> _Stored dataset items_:

## Start

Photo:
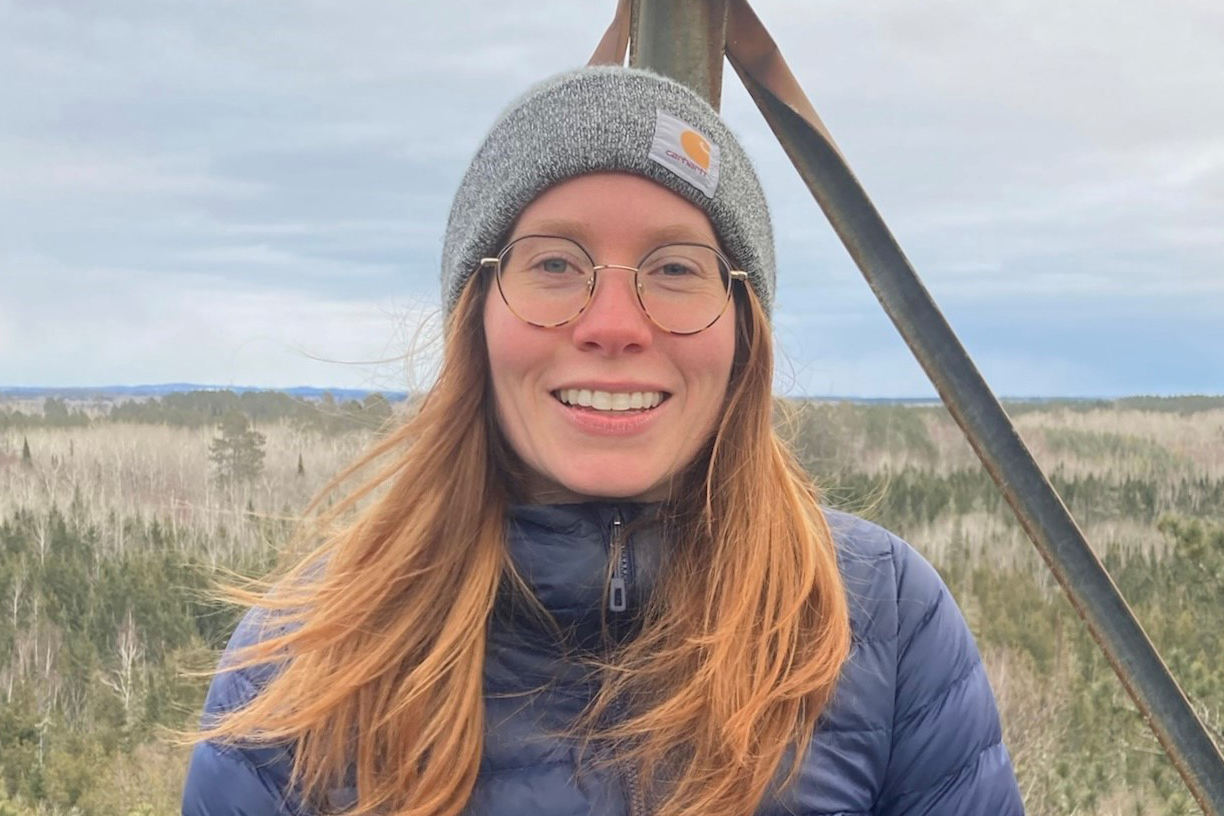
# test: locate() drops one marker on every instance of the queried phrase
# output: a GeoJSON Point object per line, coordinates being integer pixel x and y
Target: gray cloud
{"type": "Point", "coordinates": [203, 190]}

## End

Rewrite every record above with "Target" renamed to "Query", changing nothing else and omitting the pictures.

> _CORRECT RESPONSE_:
Photo:
# test: locate() drops one marker on every instance of the queried phrase
# output: a GeoJSON Point object per line, coordinates being integer pixel x and y
Query: gray cloud
{"type": "Point", "coordinates": [203, 190]}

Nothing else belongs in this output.